>>
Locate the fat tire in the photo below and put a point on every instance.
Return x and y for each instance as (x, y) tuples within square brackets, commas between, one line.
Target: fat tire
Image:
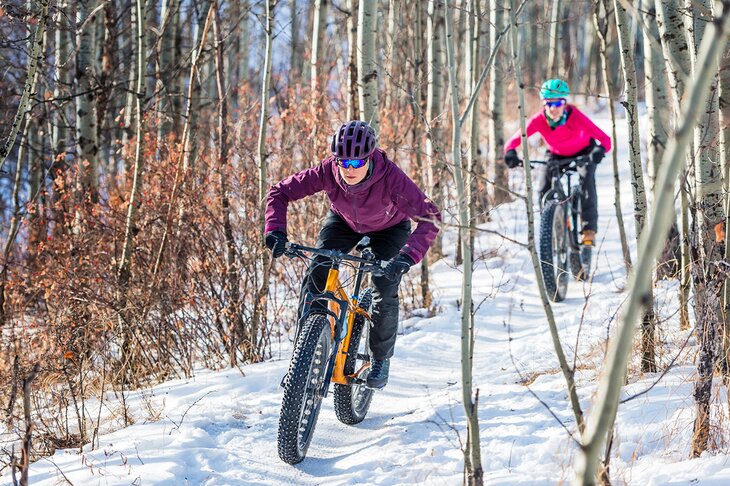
[(352, 401), (576, 266), (554, 271), (580, 259), (310, 359)]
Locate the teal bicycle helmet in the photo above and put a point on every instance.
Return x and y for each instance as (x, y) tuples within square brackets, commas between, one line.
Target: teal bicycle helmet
[(554, 88)]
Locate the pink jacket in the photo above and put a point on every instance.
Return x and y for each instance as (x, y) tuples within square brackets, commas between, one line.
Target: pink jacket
[(567, 139)]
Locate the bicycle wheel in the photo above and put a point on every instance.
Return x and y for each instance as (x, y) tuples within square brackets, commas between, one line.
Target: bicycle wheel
[(303, 391), (353, 400), (554, 250)]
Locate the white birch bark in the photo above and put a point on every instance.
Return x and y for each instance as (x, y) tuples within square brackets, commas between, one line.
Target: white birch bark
[(59, 134), (232, 311), (367, 67), (259, 313), (393, 29), (128, 248), (606, 404), (675, 46), (472, 455), (496, 108), (648, 360), (86, 143), (434, 102), (34, 56), (704, 249), (657, 101), (554, 37), (353, 98), (36, 52), (321, 8)]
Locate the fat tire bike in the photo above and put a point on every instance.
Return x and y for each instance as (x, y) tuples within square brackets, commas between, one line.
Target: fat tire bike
[(560, 249), (332, 346)]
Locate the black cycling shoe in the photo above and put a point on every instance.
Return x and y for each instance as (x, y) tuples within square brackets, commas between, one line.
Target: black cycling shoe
[(378, 376)]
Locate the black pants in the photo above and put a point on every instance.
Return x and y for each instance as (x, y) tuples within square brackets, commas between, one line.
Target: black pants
[(337, 235), (587, 181)]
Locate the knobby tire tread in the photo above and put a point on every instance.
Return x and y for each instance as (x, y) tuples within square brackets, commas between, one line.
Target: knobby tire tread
[(344, 401), (296, 384), (546, 251)]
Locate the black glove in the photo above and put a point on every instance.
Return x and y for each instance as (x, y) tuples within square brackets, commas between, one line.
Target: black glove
[(511, 159), (397, 266), (276, 242), (597, 154)]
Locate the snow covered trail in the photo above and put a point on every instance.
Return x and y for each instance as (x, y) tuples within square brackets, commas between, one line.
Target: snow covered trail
[(220, 428)]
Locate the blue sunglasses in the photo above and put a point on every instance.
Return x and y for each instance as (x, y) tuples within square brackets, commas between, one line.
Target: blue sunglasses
[(555, 103), (352, 163)]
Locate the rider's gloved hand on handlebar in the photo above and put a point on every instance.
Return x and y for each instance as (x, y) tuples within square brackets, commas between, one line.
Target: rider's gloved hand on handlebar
[(597, 154), (397, 266), (511, 160), (276, 242)]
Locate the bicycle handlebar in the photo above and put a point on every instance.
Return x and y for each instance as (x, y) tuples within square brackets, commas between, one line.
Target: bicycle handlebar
[(372, 265), (565, 164)]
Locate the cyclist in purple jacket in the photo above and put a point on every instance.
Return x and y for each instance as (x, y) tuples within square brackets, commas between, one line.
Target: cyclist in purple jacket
[(369, 196)]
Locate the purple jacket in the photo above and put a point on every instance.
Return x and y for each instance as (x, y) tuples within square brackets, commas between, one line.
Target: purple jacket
[(384, 199)]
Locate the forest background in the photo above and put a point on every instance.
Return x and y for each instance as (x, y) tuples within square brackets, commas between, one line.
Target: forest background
[(139, 139)]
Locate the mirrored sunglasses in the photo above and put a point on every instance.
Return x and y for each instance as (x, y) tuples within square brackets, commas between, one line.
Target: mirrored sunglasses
[(352, 163), (555, 103)]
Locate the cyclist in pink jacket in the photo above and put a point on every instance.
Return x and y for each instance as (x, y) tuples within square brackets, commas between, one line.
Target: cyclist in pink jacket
[(568, 133)]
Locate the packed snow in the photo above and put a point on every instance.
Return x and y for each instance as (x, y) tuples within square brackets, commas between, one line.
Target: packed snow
[(220, 428)]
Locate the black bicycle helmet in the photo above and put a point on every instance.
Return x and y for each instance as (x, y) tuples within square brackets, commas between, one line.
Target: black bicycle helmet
[(353, 140)]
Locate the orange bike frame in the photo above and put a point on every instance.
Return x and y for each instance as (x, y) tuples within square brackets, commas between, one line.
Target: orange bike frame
[(333, 285)]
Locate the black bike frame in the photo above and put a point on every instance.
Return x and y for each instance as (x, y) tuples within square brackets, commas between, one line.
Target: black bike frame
[(340, 321)]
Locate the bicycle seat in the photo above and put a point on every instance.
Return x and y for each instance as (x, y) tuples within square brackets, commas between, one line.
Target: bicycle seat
[(363, 243)]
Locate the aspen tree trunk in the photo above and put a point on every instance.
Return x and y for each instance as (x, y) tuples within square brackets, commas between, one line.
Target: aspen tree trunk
[(554, 48), (36, 53), (648, 359), (124, 318), (295, 54), (34, 56), (724, 83), (705, 250), (244, 35), (496, 108), (657, 101), (568, 372), (259, 313), (320, 25), (87, 147), (393, 29), (200, 88), (128, 248), (619, 348), (602, 23), (434, 32), (166, 63), (232, 312), (353, 98), (127, 129), (472, 455), (367, 67), (59, 142), (415, 102), (675, 45), (477, 202), (181, 168)]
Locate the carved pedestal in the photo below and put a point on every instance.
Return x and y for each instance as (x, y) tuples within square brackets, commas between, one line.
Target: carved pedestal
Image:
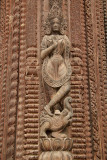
[(56, 148)]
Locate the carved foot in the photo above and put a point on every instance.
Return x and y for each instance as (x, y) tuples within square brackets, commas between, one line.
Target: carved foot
[(43, 135), (47, 109)]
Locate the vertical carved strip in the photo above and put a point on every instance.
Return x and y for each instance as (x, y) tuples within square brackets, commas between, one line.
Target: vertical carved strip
[(77, 128), (105, 75), (5, 77), (14, 84), (79, 92), (21, 92), (87, 127), (2, 28), (31, 120), (102, 72), (91, 53), (5, 39), (31, 117)]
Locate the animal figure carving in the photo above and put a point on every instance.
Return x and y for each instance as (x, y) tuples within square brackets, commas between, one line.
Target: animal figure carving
[(56, 124)]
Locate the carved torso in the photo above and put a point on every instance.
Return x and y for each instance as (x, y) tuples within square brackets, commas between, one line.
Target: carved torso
[(56, 68)]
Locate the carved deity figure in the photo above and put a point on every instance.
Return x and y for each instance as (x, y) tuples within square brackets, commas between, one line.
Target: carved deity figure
[(56, 68)]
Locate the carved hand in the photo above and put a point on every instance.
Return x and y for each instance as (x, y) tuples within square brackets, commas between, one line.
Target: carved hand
[(61, 46)]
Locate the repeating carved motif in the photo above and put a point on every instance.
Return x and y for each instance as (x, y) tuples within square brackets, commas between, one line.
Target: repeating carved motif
[(31, 117), (96, 38), (82, 147), (2, 34), (104, 80), (21, 91), (11, 133)]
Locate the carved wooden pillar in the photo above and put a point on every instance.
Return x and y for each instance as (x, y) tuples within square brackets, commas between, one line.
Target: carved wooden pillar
[(40, 42)]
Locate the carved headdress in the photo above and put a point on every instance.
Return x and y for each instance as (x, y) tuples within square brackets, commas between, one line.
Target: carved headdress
[(55, 12)]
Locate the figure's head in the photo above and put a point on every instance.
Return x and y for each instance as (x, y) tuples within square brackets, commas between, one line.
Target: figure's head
[(55, 25), (55, 21)]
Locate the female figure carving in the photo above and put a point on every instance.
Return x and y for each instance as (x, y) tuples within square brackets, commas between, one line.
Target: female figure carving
[(56, 69)]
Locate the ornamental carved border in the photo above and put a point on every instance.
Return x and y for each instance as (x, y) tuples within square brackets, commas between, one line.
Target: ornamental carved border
[(22, 97)]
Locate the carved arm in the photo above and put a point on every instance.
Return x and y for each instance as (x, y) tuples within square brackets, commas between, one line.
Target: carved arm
[(47, 51)]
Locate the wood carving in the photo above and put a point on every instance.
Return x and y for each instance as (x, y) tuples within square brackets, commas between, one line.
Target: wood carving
[(56, 73), (40, 42)]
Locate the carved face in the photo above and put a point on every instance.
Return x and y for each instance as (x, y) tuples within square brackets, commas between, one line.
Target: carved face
[(55, 25)]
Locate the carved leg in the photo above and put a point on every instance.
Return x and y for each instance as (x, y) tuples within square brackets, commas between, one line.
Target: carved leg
[(44, 128), (58, 96)]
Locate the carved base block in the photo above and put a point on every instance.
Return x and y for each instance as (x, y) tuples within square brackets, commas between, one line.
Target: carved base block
[(56, 148), (56, 155)]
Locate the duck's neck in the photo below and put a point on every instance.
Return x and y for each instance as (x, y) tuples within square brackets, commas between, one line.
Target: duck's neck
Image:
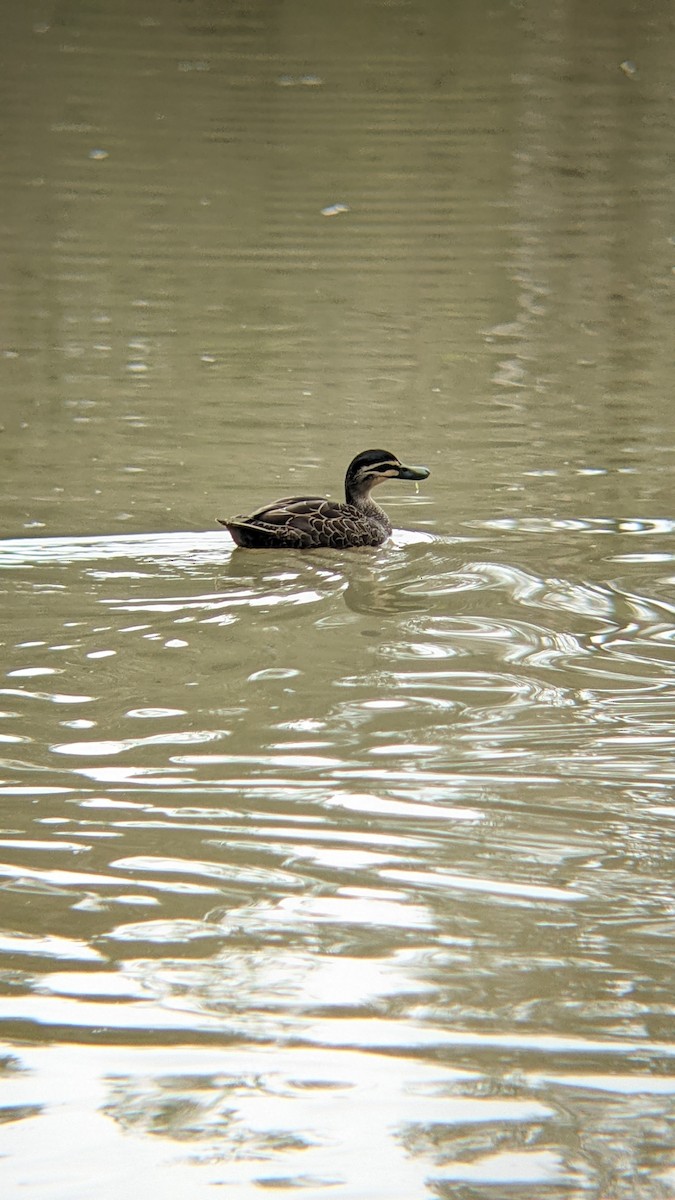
[(362, 499)]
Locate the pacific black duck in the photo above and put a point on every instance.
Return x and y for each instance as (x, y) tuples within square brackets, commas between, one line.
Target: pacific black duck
[(303, 522)]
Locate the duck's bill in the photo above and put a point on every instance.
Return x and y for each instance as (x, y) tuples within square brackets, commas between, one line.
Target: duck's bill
[(413, 472)]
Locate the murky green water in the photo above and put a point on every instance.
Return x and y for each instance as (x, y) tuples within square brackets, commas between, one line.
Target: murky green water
[(336, 874)]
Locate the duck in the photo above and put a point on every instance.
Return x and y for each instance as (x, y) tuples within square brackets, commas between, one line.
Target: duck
[(305, 522)]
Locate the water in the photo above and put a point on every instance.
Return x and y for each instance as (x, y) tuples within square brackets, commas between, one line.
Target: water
[(336, 874)]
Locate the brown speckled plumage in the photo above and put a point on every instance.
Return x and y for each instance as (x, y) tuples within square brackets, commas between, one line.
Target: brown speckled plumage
[(303, 522)]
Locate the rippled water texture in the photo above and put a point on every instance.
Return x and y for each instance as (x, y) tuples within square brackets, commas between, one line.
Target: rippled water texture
[(338, 874)]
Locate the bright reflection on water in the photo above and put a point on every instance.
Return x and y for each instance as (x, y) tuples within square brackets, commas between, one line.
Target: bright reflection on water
[(408, 895), (336, 875)]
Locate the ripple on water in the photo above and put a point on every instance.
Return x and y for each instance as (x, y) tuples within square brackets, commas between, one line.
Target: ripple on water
[(412, 803)]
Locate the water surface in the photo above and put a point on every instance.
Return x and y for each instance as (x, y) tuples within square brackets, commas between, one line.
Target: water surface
[(336, 874)]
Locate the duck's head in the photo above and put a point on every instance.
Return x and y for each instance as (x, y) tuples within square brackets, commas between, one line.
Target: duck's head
[(372, 467)]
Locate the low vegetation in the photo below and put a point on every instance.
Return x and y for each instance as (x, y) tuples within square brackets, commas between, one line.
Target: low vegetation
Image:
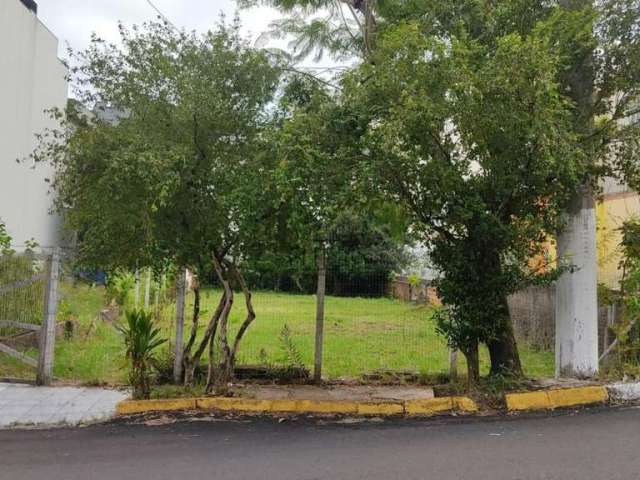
[(362, 335)]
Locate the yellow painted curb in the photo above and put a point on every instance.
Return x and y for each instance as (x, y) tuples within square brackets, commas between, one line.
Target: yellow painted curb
[(464, 404), (129, 407), (550, 399)]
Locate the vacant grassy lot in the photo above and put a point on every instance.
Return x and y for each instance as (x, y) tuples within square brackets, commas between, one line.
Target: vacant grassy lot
[(361, 335)]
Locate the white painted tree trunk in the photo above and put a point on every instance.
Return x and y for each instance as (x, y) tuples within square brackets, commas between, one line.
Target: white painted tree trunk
[(577, 292)]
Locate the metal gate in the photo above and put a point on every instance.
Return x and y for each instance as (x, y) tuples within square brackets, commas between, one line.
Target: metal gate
[(28, 302)]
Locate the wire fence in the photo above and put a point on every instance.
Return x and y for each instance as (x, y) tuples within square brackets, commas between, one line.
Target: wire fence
[(28, 284), (376, 326)]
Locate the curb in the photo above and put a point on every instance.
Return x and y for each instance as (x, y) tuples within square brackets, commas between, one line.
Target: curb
[(558, 398), (624, 391), (427, 407)]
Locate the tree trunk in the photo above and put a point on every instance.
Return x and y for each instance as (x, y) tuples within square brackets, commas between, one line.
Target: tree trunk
[(503, 350), (191, 362), (473, 363), (220, 377)]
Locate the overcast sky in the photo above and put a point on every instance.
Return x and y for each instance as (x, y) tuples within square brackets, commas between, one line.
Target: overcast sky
[(72, 21)]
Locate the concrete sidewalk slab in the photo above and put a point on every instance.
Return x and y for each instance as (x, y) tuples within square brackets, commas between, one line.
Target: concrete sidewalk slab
[(22, 405), (337, 393), (307, 399), (624, 391)]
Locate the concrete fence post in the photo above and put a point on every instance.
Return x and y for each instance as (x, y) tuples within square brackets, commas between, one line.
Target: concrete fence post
[(453, 365), (48, 329), (181, 293), (320, 294)]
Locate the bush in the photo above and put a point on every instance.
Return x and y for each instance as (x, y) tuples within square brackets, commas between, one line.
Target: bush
[(141, 338), (119, 286)]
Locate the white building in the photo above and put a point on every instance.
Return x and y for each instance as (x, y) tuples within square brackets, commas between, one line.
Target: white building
[(32, 79)]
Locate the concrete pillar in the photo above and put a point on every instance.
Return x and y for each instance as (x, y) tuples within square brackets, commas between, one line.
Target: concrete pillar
[(577, 292)]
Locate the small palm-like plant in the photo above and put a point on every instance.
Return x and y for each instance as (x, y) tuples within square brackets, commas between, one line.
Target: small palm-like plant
[(141, 338)]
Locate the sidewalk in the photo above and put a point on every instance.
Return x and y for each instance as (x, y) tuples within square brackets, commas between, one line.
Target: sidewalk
[(22, 405)]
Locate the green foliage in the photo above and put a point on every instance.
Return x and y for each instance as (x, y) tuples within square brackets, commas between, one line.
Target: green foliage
[(141, 338), (483, 140), (626, 360), (180, 172), (5, 240), (361, 257), (119, 287)]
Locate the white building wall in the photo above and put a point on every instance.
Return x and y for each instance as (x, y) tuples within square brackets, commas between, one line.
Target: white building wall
[(32, 79)]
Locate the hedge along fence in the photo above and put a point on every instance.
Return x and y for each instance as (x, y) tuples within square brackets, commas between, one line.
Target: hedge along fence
[(534, 317)]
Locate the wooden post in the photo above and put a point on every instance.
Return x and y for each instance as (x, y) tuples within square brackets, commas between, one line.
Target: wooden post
[(181, 293), (147, 289), (48, 329), (322, 274), (453, 365)]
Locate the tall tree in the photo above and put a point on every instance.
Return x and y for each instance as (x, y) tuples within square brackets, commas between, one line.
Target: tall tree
[(183, 171), (477, 143)]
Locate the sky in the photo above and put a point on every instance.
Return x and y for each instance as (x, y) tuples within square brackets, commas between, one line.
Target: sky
[(73, 21)]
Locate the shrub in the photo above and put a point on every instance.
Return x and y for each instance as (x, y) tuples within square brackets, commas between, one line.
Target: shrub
[(141, 338)]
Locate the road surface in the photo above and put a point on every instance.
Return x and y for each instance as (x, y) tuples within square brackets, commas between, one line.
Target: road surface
[(600, 444)]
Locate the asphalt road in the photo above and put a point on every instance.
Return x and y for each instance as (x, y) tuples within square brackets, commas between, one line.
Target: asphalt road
[(598, 445)]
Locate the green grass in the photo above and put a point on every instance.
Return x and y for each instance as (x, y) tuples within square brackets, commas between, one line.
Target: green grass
<<
• EXERCISE REQUIREMENTS: State how many lines in the material contain "below", giving nothing besides the count.

• ANSWER TO THE PROBLEM: 4